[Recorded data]
☆ ☆ ☆ ☆ ☆
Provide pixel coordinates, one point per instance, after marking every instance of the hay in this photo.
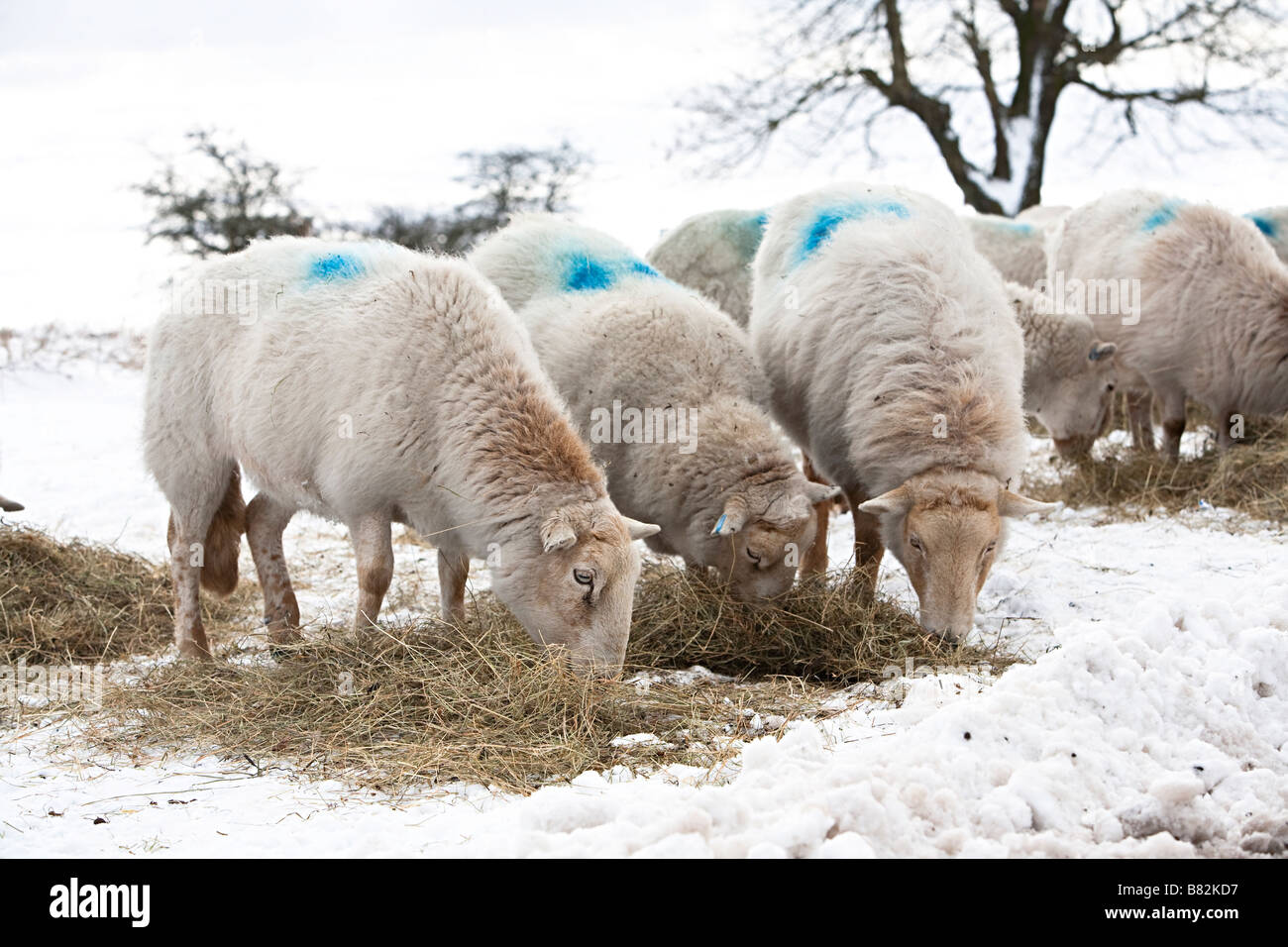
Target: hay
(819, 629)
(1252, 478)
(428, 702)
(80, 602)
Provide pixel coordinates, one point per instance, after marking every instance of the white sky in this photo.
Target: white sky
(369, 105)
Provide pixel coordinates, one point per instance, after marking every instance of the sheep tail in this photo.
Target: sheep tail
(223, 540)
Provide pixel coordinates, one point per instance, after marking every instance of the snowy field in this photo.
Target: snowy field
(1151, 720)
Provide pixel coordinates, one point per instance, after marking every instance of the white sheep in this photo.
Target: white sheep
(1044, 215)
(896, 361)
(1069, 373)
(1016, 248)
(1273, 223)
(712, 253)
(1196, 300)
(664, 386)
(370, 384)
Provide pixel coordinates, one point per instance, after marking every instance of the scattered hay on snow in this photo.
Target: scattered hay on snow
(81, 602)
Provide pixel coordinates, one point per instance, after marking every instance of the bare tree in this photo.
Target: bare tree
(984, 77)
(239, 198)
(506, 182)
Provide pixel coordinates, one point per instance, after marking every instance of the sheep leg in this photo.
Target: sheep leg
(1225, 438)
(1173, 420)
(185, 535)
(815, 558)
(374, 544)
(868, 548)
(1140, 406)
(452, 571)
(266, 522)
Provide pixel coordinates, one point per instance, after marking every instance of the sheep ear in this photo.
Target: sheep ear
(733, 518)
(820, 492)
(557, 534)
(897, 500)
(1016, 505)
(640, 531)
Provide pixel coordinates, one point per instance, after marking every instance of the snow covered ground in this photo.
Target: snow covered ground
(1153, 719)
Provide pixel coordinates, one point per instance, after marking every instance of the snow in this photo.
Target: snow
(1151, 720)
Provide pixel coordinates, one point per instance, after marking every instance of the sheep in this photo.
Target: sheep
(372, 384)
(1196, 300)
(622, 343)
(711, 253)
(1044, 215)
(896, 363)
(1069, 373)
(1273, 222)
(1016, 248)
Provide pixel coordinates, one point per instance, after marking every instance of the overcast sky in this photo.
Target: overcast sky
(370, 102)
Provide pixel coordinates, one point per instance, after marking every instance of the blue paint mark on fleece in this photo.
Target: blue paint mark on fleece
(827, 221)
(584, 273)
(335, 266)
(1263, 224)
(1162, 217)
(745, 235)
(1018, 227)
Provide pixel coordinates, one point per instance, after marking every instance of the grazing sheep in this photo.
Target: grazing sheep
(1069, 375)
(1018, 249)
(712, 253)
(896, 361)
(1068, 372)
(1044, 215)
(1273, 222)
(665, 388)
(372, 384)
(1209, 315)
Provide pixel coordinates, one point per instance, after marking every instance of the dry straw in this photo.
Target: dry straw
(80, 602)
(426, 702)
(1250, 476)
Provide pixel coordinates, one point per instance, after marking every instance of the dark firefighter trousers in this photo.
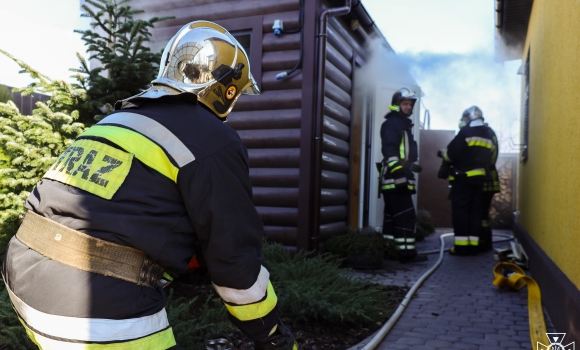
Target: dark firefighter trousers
☆ ☆ ☆ ☆ ☆
** Set problem **
Print every line of the data above word for word, omitting only the pictures.

** Answer for this exercise **
Provide pixel coordinates, one point per instance, after marking every instance of the hay in this photo.
Target: hay
(819, 629)
(1252, 478)
(428, 702)
(80, 602)
Provide pixel coordinates, one point per instance, after marking every instance of the white sky in this photo.
Target: white sky
(369, 105)
Provide pixel coordinates, one point per instance, after marking every instance of the sheep tail in this photo.
Target: sheep tail
(223, 540)
Provide pixel coordinates, one point per instance, after marking every instance of the snowy field in this photo.
Target: snowy field
(1151, 720)
Provide pixel coordinates, one point per instance, after marking every instance of the white sheep in this photo.
Target: white sheep
(1044, 215)
(896, 361)
(1069, 373)
(1016, 248)
(1273, 223)
(712, 253)
(1196, 300)
(664, 386)
(370, 384)
Provide pixel coordinates, one point per instance, after marking every instance of the scattered hay on snow in this photo.
Target: scattered hay on snow
(81, 602)
Provide pixel coordinates, one point per instance, after marking every instance of the bare tree in this photo.
Target: bare tree
(984, 77)
(239, 198)
(506, 182)
Provide pixel coordinates, one point per instance, after marking every instance of the sheep leg in this photo.
Target: sheep leg
(1225, 438)
(1173, 420)
(185, 535)
(815, 558)
(374, 544)
(868, 548)
(1140, 406)
(452, 571)
(266, 522)
Provide pixel coordinates, one point per instance, after marking every instance of the sheep ear in this photo.
Target: sheep ear
(733, 518)
(820, 492)
(557, 534)
(897, 500)
(1016, 505)
(640, 531)
Provide pixel coordinates, one point per instance, after marking every instance of the snow covered ground in this photo.
Target: snow covered ground
(1153, 719)
Provide pixel coordinates, one point per instance, after marking every instance of the snow in this photo.
Target: snow
(1151, 720)
Provide pixel coordinates, one point per instance, after marking every instance of the sheep in this photo.
Target: sheep
(372, 384)
(1196, 300)
(622, 343)
(711, 253)
(1044, 215)
(896, 363)
(1069, 373)
(1273, 222)
(1016, 248)
Provide pixel coordinates, one point per instance, after marking every instance of the overcast sky in this photo.
Target: overcast sky
(370, 102)
Provide pixel coordinates, one point per instance, after marking every instance of the blue paint mark on fleece in this photo.
Target: blue paint mark on fleece
(827, 221)
(584, 273)
(335, 266)
(1263, 224)
(1162, 217)
(745, 235)
(1018, 227)
Provide pixel coordinates, one point per instance, after marking every instance of the grazing sheep in this photo.
Target: grazing sheep
(1069, 375)
(1018, 249)
(712, 253)
(896, 361)
(1068, 372)
(1044, 215)
(1273, 222)
(665, 388)
(372, 384)
(1209, 315)
Provide pixel coordinates, one point per instance, after marking every instance of the dry straw in this photo.
Target: dry straw
(80, 602)
(426, 702)
(1250, 476)
Provide pixel coordinates, one point per instance, after marking every instance of the dark firefighter trousers in this photo.
Target: dark firefighter trousers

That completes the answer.